- SUPPLIED PASSAGE:
★ ★ ★
Local doctors and city officials say the city is prepared for emergencies, but have agreed to meet with a new Malibu doctor who has been firing incendiary comments toward the city’s emergency preparedness programs. Council members have expressed discontent at a newcomer challenging what they see as exemplary service.
By Susan Reines/Special to The Malibu Times
Local doctors and city officials will gather this week to discuss face to face, for the first time, accusations one doctor has made that the city is a virtual death trap because it has not taken adequate steps to prepare for emergencies.
Dr. Victor Dorodny, a Malibu resident since last spring, founded the Malibu Medical Reserve Corps to fill what he sees as a gaping hole in emergency preparedness. Dorodny says he attempted to form a partnership between his MMRC and the city, but when the city issued a press release defending its preparedness, Dorodny accused the release of being “full of lies” and has since upped his rhetoric to a higher pitch.
★ ★ ★
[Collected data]
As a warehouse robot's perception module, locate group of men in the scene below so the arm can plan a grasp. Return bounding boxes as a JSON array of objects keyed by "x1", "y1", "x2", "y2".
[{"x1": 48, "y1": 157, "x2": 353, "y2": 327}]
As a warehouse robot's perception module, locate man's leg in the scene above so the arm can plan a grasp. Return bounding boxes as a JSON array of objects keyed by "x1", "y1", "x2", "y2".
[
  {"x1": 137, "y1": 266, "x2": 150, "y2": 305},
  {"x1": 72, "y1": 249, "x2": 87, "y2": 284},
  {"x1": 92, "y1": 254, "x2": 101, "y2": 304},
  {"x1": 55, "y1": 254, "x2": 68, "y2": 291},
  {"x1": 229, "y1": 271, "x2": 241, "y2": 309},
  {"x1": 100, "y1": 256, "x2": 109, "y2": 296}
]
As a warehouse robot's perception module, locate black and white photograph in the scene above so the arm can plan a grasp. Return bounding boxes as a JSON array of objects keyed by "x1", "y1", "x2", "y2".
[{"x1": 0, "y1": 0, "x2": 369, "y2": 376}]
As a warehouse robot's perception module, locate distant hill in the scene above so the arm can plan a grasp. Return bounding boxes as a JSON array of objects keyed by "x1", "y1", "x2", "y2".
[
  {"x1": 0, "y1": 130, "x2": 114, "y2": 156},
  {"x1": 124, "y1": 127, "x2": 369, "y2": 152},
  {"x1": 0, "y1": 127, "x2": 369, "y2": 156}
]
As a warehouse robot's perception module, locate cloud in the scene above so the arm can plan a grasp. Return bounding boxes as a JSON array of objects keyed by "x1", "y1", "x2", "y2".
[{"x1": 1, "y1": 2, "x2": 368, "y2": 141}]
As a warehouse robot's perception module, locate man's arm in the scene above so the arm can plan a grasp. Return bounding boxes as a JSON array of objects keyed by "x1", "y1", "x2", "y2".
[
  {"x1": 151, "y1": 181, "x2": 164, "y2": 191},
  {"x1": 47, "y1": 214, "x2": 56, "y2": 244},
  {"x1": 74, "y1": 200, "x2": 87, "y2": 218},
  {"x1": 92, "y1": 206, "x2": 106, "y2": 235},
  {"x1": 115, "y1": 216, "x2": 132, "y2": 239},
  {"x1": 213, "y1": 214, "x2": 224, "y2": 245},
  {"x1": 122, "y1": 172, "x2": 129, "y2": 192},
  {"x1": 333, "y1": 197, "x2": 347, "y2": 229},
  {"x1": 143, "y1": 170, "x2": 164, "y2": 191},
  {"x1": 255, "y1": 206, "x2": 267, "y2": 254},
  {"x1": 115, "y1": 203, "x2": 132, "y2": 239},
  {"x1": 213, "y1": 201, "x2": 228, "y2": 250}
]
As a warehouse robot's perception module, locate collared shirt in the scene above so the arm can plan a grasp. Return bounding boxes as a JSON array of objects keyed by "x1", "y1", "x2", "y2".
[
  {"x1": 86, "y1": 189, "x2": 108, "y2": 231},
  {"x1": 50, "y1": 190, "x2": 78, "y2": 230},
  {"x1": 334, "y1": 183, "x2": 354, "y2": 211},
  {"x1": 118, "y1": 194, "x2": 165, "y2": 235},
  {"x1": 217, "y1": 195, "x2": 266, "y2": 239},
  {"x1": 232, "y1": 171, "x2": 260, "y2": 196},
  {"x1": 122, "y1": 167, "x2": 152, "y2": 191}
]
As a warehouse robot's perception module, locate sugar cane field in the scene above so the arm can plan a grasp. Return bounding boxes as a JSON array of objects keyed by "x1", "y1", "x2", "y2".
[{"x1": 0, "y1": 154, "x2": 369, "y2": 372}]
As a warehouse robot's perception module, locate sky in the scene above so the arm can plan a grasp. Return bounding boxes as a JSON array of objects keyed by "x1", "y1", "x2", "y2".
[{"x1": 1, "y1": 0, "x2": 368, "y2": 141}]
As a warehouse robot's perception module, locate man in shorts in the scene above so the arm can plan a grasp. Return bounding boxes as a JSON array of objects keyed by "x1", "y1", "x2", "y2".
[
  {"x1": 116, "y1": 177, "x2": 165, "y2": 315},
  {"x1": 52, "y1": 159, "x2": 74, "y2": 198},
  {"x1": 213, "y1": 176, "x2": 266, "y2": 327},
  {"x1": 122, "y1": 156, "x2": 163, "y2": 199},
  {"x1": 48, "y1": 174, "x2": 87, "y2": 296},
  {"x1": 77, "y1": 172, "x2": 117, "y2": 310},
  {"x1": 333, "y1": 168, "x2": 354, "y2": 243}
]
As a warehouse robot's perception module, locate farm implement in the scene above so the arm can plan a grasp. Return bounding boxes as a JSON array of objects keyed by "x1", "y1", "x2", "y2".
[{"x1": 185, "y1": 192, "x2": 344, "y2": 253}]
★ ★ ★
- WHAT YOU NEED TO DO:
(a) Translate this sentence from the Malibu emergency preparedness article into Spanish: "Council members have expressed discontent at a newcomer challenging what they see as exemplary service."
(b) Reproduce the part of the Malibu emergency preparedness article that begins with the words "By Susan Reines/Special" and ends with "prepare for emergencies.".

- ANSWERS BY ITEM:
(a) Los miembros del concejo han expresado su descontento con un recién llegado que cuestiona lo que ellos consideran un servicio ejemplar.

(b)
By Susan Reines/Special to The Malibu Times
Local doctors and city officials will gather this week to discuss face to face, for the first time, accusations one doctor has made that the city is a virtual death trap because it has not taken adequate steps to prepare for emergencies.